- [Given instruction]:
List every line below that contains the word "wooden", matching case exactly.

- [Record list]:
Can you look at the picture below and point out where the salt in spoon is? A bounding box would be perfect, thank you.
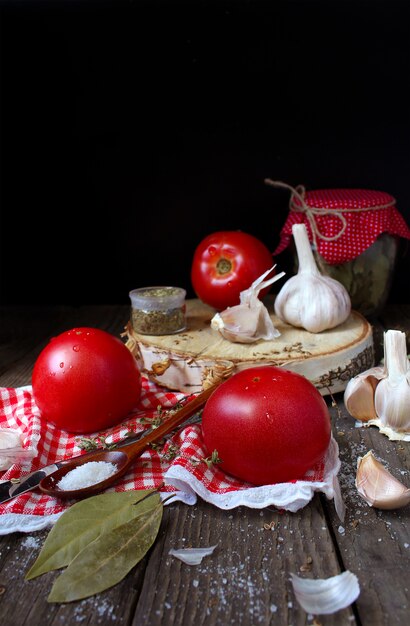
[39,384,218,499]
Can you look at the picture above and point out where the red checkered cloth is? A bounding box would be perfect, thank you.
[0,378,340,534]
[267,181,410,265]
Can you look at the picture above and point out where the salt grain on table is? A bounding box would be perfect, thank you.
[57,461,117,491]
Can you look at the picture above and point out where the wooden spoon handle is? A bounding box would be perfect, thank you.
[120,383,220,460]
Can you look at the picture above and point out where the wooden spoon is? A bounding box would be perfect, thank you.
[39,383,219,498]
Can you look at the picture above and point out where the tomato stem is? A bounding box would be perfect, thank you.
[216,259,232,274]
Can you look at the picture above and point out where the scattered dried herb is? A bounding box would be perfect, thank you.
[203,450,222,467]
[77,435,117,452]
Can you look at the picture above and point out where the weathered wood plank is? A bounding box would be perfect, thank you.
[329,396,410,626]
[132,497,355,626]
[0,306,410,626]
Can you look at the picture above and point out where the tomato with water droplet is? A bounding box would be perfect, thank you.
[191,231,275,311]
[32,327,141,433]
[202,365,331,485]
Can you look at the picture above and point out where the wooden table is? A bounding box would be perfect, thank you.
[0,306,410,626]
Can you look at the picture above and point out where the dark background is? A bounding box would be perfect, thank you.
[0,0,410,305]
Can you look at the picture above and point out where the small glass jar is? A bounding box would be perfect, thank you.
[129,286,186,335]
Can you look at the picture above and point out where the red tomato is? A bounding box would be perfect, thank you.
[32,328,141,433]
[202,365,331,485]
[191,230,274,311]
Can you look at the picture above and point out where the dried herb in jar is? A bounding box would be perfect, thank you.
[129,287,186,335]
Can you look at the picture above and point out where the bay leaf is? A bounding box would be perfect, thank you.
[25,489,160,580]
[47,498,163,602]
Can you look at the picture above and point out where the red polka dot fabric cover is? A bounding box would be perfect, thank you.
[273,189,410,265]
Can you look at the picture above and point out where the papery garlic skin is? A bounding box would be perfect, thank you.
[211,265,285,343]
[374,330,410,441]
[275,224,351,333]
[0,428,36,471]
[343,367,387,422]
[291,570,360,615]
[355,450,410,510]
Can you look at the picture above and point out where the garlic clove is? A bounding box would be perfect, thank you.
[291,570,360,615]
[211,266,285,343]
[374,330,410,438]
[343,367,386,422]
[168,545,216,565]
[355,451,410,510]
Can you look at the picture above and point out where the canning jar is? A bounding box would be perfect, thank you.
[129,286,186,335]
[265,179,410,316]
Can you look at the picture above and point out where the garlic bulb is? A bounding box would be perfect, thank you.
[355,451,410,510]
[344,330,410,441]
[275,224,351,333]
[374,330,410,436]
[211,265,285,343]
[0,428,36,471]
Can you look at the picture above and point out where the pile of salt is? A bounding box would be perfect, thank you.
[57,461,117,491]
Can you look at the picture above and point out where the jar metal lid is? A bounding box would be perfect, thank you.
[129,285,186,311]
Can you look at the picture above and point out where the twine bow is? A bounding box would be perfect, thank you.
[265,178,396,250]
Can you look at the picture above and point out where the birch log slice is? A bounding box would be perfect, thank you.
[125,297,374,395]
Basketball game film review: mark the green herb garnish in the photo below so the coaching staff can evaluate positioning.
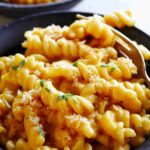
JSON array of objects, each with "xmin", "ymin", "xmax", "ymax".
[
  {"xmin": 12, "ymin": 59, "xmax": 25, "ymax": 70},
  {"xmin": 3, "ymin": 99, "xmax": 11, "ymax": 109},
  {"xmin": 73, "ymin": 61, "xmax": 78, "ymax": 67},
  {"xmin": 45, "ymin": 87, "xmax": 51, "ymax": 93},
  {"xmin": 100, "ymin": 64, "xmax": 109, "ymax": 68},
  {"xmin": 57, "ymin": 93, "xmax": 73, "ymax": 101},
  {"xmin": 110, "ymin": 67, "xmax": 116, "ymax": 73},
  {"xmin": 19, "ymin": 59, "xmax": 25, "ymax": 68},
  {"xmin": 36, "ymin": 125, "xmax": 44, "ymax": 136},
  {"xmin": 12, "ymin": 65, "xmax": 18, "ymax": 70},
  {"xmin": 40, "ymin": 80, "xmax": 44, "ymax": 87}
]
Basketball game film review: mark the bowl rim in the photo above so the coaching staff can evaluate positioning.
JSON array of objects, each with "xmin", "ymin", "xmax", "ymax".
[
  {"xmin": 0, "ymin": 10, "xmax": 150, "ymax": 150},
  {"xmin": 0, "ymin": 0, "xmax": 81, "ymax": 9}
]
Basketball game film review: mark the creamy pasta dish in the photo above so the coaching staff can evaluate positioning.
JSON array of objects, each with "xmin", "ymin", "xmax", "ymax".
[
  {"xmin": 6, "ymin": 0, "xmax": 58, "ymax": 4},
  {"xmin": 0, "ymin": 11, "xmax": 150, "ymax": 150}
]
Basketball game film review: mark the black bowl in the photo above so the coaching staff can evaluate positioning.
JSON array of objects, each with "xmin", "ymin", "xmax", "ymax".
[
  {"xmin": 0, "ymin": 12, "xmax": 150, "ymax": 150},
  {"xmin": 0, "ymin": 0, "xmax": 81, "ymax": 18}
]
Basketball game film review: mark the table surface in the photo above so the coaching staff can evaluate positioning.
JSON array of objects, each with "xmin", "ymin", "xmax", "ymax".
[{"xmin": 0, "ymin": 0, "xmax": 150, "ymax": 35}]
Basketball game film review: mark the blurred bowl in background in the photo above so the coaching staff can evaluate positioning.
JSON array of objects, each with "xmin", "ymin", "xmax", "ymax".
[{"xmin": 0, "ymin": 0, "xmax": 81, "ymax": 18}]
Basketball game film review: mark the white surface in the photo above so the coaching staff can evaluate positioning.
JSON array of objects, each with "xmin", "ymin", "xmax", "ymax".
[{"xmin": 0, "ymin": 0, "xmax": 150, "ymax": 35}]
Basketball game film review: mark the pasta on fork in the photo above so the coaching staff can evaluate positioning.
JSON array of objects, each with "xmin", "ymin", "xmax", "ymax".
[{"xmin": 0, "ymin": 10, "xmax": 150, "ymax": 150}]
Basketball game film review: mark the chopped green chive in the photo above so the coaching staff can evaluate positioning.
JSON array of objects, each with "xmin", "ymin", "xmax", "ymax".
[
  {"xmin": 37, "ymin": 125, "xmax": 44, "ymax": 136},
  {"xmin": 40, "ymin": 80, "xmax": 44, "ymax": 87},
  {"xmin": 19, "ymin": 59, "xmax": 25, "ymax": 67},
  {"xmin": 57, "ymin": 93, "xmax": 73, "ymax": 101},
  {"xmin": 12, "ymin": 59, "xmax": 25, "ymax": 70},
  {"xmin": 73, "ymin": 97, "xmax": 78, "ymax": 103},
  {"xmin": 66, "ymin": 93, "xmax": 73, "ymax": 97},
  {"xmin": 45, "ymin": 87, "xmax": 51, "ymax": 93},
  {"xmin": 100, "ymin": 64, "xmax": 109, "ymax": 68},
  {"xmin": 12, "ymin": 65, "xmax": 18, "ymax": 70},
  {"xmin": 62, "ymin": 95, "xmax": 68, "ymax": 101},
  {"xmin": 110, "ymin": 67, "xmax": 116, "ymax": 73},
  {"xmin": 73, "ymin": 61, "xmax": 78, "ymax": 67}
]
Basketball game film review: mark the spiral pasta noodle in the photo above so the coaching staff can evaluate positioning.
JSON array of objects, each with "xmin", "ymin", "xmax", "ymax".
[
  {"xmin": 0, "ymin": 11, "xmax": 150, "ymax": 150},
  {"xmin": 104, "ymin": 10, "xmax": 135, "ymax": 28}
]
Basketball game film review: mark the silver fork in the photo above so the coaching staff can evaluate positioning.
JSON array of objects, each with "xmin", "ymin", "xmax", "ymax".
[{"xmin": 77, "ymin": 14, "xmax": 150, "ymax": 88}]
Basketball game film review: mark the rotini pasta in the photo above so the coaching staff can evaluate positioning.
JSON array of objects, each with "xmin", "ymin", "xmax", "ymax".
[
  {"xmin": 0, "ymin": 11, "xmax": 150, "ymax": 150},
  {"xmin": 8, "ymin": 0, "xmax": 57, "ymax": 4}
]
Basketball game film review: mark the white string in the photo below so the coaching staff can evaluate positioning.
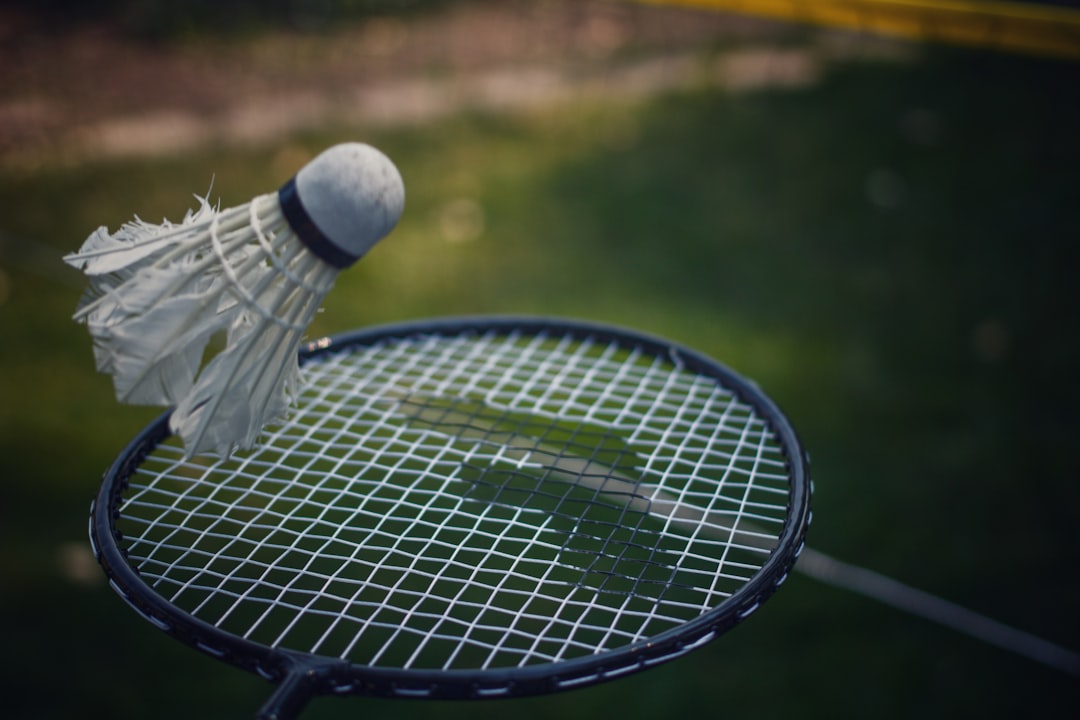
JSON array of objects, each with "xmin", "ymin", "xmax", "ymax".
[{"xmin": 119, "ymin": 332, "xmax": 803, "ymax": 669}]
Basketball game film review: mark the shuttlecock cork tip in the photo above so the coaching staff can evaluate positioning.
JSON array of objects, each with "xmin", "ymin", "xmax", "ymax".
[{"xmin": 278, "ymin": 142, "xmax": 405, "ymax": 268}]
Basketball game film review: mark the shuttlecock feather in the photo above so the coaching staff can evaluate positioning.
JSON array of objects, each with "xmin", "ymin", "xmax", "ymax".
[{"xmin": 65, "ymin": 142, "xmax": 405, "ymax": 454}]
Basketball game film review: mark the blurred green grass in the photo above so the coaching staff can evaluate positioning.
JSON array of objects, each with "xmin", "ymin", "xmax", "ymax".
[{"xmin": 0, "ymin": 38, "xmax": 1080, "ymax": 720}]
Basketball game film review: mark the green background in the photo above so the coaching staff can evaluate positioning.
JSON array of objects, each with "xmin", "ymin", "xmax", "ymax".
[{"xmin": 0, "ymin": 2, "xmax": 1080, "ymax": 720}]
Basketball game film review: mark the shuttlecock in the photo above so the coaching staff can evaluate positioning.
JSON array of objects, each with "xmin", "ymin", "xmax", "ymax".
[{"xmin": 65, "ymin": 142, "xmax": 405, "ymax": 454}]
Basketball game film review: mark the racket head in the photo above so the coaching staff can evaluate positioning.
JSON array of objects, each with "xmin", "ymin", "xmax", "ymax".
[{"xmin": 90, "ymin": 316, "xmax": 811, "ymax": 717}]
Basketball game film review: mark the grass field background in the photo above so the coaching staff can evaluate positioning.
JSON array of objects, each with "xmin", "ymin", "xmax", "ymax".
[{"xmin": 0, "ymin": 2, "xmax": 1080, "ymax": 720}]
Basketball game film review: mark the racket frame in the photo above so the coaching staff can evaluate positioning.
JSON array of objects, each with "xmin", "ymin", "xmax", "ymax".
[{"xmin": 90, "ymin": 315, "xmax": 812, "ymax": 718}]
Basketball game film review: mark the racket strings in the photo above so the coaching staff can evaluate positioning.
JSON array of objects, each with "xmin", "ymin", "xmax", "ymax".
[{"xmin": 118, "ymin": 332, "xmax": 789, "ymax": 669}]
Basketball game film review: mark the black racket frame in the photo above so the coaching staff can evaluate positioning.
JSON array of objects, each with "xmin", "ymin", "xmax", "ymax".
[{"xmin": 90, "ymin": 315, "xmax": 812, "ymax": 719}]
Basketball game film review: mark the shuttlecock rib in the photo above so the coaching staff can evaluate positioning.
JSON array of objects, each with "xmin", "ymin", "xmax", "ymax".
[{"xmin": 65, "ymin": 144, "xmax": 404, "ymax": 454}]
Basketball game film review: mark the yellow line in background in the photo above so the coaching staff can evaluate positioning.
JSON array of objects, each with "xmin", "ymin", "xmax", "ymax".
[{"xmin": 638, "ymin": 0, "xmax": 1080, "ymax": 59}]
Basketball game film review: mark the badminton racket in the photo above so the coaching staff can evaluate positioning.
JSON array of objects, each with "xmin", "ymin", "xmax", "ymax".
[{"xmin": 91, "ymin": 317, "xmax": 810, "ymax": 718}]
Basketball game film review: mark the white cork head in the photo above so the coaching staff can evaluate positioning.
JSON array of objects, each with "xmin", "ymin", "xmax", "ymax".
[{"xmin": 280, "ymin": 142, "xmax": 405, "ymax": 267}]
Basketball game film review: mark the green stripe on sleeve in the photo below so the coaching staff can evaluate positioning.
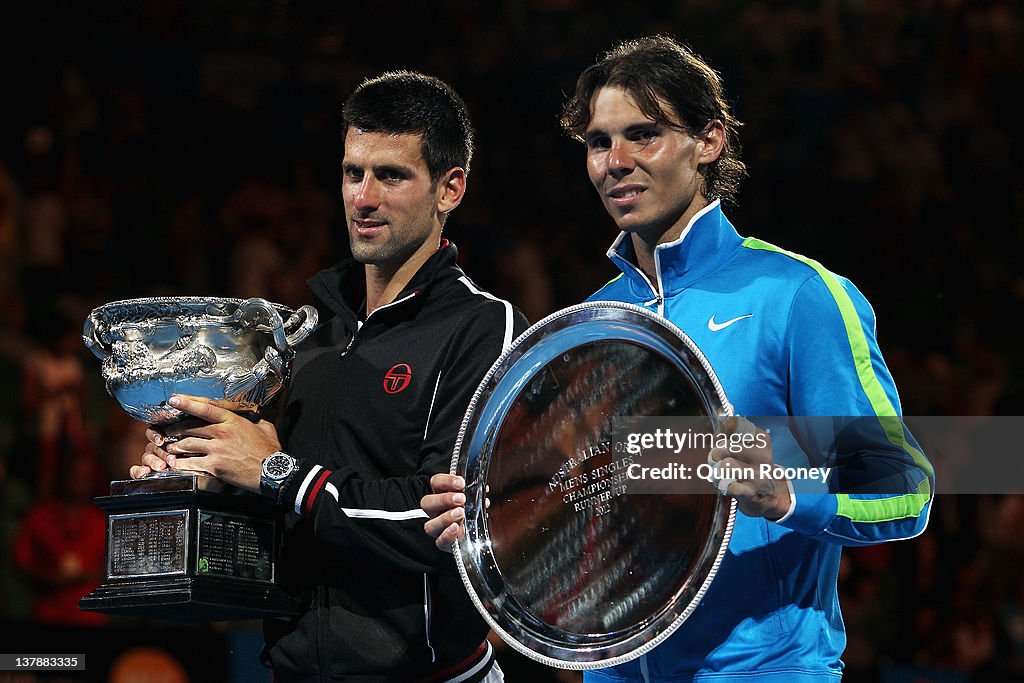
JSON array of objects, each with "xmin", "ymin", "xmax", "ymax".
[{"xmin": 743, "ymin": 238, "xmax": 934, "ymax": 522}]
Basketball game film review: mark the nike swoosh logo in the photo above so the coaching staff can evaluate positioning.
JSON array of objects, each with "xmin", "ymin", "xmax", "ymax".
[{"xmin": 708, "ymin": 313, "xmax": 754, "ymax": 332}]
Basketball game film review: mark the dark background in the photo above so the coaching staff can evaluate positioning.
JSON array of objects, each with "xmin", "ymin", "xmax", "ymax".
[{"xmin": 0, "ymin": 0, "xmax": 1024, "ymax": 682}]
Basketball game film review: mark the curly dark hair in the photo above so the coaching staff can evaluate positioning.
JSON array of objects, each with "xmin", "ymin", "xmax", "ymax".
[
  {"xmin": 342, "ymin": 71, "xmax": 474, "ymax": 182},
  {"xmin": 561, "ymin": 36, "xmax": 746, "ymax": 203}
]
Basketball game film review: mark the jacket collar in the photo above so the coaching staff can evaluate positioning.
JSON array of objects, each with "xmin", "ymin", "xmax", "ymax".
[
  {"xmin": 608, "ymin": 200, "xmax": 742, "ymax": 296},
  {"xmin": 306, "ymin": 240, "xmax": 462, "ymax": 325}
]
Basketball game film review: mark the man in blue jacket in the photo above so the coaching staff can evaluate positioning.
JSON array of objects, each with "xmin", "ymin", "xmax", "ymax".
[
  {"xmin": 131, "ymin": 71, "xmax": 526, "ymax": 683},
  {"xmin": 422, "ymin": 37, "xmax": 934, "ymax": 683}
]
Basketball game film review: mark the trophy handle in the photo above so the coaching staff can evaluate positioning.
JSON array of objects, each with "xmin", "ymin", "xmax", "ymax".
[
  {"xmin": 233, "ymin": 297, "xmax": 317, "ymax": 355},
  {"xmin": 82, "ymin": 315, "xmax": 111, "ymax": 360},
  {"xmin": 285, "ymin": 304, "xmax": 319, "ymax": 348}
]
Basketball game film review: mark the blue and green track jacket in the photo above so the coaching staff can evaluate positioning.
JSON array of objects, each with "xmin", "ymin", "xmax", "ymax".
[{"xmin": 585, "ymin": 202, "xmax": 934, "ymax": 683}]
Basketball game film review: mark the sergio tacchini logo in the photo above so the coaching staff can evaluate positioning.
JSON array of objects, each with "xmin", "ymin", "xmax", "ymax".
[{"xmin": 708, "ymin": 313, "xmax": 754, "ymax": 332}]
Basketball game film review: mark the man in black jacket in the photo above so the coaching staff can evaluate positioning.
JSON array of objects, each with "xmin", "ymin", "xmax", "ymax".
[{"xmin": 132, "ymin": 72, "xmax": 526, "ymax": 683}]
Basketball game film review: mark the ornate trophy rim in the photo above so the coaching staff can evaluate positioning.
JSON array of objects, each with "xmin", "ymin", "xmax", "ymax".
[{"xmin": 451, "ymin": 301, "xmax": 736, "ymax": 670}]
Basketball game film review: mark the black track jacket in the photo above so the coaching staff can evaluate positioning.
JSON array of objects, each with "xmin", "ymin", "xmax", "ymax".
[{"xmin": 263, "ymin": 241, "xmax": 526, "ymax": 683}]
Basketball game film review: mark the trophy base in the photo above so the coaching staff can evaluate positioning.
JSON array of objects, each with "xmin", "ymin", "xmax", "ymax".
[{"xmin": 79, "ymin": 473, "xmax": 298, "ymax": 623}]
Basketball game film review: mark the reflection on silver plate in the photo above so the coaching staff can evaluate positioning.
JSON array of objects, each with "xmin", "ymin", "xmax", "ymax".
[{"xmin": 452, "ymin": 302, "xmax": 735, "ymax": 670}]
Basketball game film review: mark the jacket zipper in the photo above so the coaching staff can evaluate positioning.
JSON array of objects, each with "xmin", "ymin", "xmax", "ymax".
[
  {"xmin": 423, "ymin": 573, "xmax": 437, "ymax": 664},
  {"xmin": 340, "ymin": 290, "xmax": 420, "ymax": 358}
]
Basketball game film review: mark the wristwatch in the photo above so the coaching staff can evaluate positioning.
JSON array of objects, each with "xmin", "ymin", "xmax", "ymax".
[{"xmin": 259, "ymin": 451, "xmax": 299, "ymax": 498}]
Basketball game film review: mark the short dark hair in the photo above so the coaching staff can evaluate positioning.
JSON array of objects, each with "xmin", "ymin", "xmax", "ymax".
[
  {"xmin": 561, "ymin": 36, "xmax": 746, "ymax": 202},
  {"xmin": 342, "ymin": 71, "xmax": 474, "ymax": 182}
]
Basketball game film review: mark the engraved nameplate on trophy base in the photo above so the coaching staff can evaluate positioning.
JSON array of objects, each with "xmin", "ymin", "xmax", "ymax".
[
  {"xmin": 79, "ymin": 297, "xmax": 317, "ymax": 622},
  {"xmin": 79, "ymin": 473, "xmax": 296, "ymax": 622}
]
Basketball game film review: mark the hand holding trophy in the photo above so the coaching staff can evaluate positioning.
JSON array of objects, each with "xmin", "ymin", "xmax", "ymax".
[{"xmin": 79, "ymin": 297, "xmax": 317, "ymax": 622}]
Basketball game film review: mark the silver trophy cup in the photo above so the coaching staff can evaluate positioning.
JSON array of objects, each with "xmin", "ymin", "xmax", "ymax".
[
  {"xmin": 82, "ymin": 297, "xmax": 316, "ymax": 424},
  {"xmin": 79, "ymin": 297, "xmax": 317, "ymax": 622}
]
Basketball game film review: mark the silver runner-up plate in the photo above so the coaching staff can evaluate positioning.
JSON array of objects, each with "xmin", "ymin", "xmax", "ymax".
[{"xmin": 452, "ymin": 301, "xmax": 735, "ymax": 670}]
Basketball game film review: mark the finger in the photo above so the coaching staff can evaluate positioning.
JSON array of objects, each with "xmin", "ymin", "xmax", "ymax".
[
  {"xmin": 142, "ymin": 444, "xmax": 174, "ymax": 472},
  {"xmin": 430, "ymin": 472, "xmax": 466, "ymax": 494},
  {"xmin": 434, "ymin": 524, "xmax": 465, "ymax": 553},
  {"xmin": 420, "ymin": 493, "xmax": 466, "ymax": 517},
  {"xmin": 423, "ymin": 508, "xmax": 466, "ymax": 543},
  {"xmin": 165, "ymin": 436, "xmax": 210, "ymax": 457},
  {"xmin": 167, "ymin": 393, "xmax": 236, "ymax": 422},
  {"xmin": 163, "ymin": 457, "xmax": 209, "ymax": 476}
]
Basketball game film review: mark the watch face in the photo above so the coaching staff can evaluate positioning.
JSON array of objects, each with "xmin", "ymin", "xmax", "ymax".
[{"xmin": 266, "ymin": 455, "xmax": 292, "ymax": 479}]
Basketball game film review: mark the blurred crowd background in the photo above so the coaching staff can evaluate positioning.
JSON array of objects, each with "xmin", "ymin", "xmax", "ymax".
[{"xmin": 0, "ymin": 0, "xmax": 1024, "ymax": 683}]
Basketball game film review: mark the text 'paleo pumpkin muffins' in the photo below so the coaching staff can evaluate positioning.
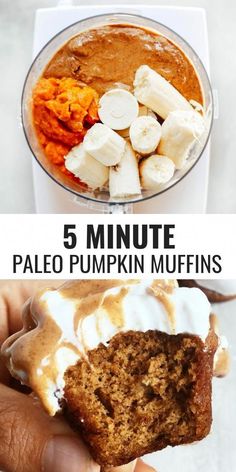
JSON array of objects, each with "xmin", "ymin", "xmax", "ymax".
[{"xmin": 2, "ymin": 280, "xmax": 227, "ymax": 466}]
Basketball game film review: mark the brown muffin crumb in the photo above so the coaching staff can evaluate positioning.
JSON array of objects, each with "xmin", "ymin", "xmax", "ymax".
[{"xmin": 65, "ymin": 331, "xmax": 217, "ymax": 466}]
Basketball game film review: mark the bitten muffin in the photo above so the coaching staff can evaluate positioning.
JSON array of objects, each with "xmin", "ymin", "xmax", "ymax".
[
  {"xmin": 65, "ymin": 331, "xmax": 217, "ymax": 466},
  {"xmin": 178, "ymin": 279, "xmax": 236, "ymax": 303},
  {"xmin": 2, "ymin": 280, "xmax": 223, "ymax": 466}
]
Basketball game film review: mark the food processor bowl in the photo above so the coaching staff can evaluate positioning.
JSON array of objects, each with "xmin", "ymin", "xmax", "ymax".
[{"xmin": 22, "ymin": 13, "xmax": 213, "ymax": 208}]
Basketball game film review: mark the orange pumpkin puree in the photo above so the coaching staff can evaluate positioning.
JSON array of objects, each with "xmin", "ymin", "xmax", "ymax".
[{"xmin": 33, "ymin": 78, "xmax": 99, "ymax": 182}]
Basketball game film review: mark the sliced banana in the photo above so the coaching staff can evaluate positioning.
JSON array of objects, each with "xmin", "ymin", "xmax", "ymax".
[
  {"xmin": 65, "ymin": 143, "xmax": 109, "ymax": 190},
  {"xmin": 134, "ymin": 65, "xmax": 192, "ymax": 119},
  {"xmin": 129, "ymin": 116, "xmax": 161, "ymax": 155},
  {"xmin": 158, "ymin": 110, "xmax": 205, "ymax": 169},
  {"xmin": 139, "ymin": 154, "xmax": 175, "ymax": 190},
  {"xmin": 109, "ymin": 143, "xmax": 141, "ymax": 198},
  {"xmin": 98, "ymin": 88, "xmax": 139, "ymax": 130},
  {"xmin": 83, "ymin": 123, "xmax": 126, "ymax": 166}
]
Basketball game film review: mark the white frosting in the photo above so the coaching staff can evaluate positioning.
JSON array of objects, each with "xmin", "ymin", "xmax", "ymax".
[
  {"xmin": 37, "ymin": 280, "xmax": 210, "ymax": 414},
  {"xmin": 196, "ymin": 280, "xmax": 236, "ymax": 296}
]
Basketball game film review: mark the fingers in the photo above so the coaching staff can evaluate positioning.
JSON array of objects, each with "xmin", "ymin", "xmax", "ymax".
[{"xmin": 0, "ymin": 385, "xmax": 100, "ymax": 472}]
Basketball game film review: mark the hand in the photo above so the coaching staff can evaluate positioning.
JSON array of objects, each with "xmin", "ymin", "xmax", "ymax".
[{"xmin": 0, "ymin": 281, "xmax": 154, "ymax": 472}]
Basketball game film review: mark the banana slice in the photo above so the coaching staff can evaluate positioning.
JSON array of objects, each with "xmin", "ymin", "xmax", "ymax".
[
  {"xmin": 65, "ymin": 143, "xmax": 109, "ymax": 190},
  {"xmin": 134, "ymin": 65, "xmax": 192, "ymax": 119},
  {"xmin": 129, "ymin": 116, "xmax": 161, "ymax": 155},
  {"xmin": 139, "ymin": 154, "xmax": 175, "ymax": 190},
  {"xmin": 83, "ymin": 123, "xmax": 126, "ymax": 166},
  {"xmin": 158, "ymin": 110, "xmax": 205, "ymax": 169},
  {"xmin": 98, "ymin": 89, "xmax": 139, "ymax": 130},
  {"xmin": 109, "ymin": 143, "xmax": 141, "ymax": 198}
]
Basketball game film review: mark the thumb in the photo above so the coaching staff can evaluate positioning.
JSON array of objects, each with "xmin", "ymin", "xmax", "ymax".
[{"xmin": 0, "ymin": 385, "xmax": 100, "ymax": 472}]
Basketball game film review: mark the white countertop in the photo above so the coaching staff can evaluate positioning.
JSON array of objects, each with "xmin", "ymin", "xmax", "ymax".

- [Result for this exercise]:
Can you look at the picture above and point out where the wooden spoon handle is? A bounding box would be perfect, thank you.
Can you look at the picture above and point out where the wooden spoon is? A bounding box would be perfect, thank you.
Can you look at the picture above and point out where the wooden table is? A bounding box would be perfect, thank you.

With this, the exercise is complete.